# start of Recorded data

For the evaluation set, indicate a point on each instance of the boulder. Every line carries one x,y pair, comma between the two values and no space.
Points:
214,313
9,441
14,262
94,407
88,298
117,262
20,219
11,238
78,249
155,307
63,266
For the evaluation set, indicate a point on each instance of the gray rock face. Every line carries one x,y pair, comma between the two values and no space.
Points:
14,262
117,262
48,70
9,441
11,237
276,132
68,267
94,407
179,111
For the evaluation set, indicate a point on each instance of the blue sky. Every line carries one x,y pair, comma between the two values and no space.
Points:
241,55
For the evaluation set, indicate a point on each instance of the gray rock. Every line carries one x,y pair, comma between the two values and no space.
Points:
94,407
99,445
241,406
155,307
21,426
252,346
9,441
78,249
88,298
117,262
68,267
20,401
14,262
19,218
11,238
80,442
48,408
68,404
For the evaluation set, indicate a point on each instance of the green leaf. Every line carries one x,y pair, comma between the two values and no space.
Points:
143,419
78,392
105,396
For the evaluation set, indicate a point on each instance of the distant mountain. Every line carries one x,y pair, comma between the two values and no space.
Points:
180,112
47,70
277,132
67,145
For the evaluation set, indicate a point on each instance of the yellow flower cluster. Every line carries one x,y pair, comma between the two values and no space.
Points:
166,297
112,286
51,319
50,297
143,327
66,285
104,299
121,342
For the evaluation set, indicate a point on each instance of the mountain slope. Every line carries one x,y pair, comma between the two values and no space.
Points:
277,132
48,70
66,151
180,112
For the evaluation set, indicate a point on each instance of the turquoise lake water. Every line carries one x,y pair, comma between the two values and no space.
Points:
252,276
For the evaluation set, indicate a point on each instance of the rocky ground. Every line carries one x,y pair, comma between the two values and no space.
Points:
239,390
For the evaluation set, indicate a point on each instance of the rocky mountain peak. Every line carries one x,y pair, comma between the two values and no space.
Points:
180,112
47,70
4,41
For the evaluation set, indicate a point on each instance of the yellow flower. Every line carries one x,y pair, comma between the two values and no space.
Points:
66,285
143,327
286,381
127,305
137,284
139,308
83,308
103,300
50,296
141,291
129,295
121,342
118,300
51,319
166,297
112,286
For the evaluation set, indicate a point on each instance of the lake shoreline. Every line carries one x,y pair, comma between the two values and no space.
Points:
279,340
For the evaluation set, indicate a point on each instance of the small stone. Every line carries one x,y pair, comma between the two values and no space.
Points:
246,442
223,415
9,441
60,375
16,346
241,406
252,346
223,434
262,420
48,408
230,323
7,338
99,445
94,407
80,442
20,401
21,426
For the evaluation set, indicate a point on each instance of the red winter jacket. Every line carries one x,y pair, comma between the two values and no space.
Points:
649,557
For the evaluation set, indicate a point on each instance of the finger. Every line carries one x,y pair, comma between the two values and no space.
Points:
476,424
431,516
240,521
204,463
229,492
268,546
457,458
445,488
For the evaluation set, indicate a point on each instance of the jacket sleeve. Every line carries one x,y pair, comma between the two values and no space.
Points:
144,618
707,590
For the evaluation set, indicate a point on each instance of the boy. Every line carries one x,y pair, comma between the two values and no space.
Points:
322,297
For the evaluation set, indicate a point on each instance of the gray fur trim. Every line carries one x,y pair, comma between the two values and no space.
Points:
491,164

# end of Recorded data

**Brief**
Copy every line of the entries above without any change, from the first entry through the last.

**Expected output**
For the evaluation set, indicate a point on each instance of the boulder. Every line carries one x,y pair, comma between the two values and no space.
Points:
214,313
9,441
14,262
94,407
88,298
117,262
20,219
11,238
78,249
155,307
63,266
For the evaluation set, indicate a point on each instance of the gray rock face. Every line carries one x,y pair, comma between the two values and no space.
Points:
14,262
117,262
48,70
9,441
11,237
276,132
68,267
94,407
179,111
For the evaluation set, indicate a point on each instance of the blue sky. Every line carries one x,y pair, comma between the two values and no space.
Points:
241,55
For the evaluation set, indicate a point on each instance of the gray rock. Every line carries one x,y pair, comma between the two values and no space.
Points:
94,407
99,445
241,406
155,307
21,426
252,346
9,441
78,249
88,298
117,262
68,267
20,401
14,262
19,218
11,238
80,442
48,408
68,404
For the evaluation set, indicate a point on each instance of the green leaf. Every line carries one x,y pair, comma between the two values and no space.
Points:
143,419
78,392
105,396
For the evaluation set, indicate a point on each instance of the distant mountain. Every line carries one x,y pair, comma between the two values and no space.
Points:
180,112
47,70
277,132
67,145
For the evaluation set, indicate a point on each instance of the yellow flower cluster. Every line carries one x,y pair, comma between the two values and no space.
Points:
166,297
112,286
51,319
50,297
143,327
66,285
104,299
121,342
For the evaluation set, indicate a point on each instance of the mountain slope. Every line carries one x,y pair, comma between the two values and no space.
Points:
277,132
48,70
66,151
180,112
For the evaluation set, indicate a point on each instance of the turquoise lake water. Every line carries one x,y pair, comma between the two values and no space.
Points:
252,276
For the evaluation set, indicate a point on each instance of the rocky ground. Every line carries one x,y pair, comma between the two values and no space.
Points:
239,390
For the evaluation set, indicate a point on each instance of the rocky mountain peak. Every line carries one x,y pair, comma between the two values and no space.
Points:
180,112
47,70
4,41
For the evaluation set, indicate a point on each instance of the yellow flower. Every line carries one x,y pair, comma between the two values and no space.
Points:
66,285
143,327
286,381
127,305
137,284
139,308
83,308
103,300
50,296
141,291
129,295
121,342
118,300
51,319
166,297
112,286
For the evaluation set, indicate a point on each instance of the lake shoreline. Every line carries one x,y pair, comma between the two values and no space.
Points:
279,340
For the evaluation set, indicate a point on each instance of the small stone. Every line carries one x,y pair, comma between the two values and no space.
Points:
246,442
223,415
9,441
60,375
16,346
241,406
252,346
223,434
262,420
48,408
230,323
7,338
99,445
94,407
80,442
20,401
21,426
For the evaluation set, indicate a point on each instance of the red winter jacket. Every line carries one x,y pair, comma between the two values and no space.
Points:
649,557
For the evaluation set, indicate a point on each instance of the finger. Every line carries one x,y pair, comma between the two values and no space.
Points:
476,424
431,516
240,521
204,463
229,492
268,546
457,458
445,488
For the evaluation set, indicate a point on each instance of the jacket sleeve. Every line carries one x,y pair, comma between the two values and no space.
Points:
144,618
707,590
For the evaluation set, indicate a point on each instance of the boy. Every line carries one x,y pair, comma between the two values and no space.
Points:
322,297
For the evaluation set, indicate a point on each instance of the gray fur trim. Every line carries one x,y pair, comma between the two values and no space.
Points:
491,164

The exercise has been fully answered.